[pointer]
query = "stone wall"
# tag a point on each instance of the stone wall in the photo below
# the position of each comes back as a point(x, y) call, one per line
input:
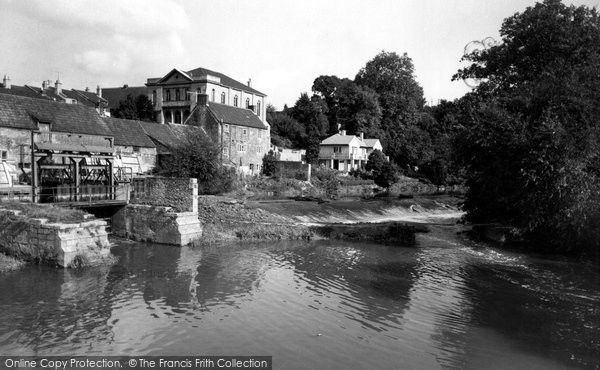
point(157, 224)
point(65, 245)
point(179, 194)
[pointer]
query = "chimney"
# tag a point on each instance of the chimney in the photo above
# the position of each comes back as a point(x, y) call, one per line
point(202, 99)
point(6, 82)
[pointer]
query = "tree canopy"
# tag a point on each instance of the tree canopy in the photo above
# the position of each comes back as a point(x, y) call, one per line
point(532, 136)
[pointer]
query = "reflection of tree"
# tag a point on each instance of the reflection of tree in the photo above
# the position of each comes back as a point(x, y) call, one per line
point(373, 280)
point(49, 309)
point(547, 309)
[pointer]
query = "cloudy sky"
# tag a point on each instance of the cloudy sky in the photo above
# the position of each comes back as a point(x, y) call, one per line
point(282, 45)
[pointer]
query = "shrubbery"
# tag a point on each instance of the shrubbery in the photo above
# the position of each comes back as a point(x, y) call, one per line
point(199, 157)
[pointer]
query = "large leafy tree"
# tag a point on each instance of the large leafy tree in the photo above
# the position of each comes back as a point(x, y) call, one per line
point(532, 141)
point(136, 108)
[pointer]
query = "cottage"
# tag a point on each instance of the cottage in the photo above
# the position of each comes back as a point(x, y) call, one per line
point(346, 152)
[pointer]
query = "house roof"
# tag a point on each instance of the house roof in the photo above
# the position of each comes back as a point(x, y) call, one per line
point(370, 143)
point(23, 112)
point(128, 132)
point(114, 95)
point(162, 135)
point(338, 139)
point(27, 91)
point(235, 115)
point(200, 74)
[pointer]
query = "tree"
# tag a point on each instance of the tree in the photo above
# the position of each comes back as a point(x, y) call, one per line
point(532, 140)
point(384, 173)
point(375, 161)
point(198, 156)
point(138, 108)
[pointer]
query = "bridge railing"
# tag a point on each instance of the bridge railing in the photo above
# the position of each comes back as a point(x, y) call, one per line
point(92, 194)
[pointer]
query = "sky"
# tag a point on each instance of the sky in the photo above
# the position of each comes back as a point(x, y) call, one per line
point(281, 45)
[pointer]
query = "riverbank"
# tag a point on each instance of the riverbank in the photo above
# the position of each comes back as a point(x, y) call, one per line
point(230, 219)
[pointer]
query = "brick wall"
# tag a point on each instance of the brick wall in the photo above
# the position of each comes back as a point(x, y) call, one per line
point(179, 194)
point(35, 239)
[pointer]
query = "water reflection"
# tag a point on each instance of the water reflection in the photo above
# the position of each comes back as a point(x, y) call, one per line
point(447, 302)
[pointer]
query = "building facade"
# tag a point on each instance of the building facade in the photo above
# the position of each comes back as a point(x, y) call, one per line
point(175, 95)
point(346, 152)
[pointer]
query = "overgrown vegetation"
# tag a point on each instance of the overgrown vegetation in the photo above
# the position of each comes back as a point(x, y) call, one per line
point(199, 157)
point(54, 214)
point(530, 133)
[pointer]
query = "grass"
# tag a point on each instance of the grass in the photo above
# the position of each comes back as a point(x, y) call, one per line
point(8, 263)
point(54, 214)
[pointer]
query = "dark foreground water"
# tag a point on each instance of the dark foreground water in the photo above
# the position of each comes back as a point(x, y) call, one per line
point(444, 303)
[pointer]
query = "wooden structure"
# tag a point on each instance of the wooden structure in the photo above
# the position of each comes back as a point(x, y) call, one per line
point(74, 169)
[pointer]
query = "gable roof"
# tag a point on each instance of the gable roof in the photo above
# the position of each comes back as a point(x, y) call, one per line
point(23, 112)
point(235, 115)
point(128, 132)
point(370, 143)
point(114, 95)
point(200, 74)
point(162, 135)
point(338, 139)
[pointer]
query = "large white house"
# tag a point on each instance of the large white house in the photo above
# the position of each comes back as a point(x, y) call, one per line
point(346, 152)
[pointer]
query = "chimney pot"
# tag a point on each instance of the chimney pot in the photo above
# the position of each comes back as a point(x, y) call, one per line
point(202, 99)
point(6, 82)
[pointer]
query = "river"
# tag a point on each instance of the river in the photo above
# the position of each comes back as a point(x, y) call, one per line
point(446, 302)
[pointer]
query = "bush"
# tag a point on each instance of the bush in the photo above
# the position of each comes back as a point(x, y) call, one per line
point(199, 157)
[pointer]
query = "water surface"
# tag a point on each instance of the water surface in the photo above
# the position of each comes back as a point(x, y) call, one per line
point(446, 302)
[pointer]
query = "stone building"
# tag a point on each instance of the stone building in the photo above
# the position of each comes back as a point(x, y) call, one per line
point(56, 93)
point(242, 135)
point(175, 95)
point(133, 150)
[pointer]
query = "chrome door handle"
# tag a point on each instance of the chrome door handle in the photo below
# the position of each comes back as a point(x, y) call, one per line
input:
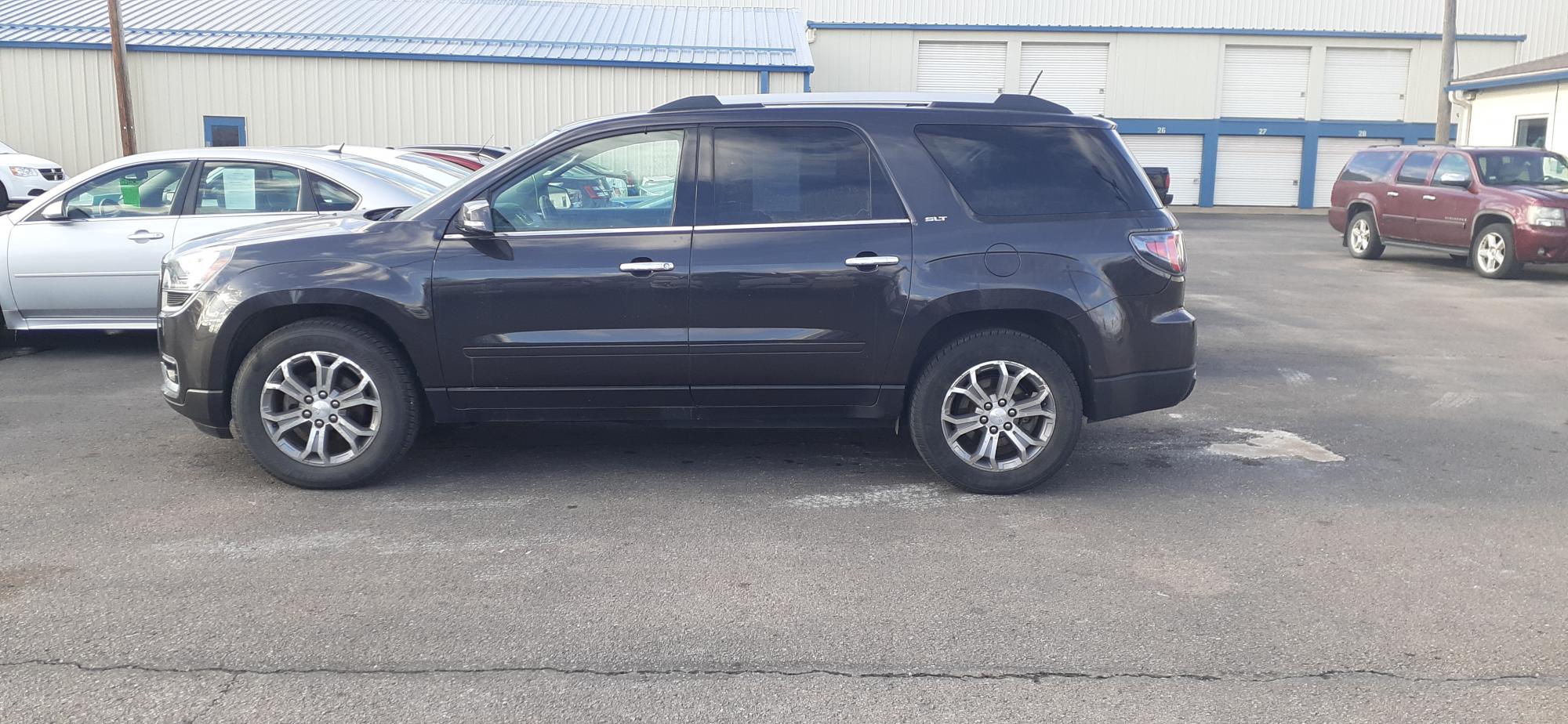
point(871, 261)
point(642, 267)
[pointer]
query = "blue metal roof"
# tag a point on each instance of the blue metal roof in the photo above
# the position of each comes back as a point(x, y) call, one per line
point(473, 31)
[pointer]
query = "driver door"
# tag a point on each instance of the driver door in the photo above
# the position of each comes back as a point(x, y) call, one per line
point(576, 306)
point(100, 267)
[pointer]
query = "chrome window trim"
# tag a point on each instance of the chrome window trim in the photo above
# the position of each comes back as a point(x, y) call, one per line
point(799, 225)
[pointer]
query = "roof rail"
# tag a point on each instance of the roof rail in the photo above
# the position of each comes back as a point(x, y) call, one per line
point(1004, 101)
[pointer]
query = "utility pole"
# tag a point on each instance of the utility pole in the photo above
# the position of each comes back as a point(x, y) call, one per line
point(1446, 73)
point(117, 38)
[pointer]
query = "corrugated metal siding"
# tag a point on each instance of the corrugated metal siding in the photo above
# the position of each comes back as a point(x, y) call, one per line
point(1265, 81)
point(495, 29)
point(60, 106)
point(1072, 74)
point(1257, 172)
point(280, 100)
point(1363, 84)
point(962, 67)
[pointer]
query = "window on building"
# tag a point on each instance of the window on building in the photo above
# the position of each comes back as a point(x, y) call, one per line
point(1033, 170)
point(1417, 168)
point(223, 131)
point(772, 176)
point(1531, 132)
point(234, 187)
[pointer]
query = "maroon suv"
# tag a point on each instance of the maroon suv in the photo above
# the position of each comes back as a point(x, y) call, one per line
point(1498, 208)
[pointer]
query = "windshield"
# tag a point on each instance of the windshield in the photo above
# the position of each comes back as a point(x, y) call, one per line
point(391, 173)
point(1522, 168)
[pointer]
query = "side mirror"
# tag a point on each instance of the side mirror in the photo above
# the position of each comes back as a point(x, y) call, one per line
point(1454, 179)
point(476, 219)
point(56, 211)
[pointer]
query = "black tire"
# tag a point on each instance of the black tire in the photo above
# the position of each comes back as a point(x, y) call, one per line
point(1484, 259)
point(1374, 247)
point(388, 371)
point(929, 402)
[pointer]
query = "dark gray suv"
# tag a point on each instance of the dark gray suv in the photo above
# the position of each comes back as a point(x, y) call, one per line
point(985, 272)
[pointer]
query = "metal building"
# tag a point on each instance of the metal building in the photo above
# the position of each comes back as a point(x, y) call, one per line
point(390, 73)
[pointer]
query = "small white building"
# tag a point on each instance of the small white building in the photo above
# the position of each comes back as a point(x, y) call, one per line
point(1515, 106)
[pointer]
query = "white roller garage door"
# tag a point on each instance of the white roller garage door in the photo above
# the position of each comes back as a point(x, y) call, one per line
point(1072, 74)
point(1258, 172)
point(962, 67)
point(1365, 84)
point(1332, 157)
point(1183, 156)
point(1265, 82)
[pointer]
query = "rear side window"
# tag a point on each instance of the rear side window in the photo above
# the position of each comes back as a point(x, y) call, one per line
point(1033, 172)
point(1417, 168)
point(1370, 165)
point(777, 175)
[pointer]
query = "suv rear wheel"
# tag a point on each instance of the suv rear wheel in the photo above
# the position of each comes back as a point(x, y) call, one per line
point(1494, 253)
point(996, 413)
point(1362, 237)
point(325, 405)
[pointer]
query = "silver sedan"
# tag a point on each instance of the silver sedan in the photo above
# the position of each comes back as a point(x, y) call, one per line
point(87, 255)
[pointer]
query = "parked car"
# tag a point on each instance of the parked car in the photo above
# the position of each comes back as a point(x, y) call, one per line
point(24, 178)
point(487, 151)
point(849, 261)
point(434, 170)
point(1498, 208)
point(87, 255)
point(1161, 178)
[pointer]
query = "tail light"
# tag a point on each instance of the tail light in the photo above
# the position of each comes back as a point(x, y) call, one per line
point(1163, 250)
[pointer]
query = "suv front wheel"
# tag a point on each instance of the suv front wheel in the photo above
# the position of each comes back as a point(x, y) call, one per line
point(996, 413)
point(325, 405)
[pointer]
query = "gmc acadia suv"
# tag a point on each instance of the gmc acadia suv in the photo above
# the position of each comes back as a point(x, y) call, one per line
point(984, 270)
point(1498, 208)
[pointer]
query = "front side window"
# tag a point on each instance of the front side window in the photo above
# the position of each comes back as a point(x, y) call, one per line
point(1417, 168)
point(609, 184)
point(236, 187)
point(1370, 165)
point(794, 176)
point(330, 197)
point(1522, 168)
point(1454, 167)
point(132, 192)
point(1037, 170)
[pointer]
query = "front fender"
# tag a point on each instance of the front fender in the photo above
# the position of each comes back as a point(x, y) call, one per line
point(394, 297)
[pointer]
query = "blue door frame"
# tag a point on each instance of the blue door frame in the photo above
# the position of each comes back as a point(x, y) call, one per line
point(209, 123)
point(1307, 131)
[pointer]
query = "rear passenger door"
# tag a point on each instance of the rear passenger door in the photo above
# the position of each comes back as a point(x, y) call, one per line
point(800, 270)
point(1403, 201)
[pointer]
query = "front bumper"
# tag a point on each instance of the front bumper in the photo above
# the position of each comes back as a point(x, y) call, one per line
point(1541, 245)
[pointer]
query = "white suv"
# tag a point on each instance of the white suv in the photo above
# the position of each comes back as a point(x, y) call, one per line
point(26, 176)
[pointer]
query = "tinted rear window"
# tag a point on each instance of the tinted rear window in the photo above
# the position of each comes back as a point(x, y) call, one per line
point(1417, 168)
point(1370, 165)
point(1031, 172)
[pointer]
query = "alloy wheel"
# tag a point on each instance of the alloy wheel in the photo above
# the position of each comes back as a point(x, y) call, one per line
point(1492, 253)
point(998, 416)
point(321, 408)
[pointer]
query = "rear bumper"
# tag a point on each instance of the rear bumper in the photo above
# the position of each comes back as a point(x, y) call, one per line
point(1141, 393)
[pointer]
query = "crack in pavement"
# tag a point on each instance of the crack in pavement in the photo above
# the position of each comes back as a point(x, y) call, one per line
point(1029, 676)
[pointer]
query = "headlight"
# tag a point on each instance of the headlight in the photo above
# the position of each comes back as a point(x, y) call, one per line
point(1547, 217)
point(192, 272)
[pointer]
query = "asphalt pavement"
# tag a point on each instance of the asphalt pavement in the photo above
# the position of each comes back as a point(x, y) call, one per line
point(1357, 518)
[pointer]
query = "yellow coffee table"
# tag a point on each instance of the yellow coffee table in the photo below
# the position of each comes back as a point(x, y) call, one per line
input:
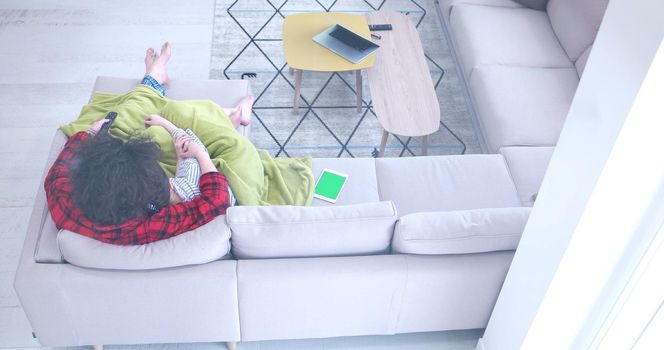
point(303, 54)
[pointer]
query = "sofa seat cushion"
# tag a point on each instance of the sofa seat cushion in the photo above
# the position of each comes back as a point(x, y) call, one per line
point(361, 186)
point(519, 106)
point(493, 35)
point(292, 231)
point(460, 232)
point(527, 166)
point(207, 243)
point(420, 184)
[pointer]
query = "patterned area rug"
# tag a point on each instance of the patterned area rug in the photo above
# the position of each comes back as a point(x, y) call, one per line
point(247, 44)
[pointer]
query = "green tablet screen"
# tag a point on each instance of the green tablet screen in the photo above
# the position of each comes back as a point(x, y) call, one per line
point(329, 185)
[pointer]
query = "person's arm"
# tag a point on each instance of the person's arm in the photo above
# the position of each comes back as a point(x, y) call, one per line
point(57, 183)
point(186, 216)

=====

● Assignment
Copy whichever lines of the records above contain the word "water".

● Your response
query = "water reflection"
# tag a point on each instance of the water reflection in the photo above
query = "dark foreground water"
# tag a point on each instance of the dark foreground water in the photo above
query = "water surface"
# tag a point on each instance of the water surface in the photo above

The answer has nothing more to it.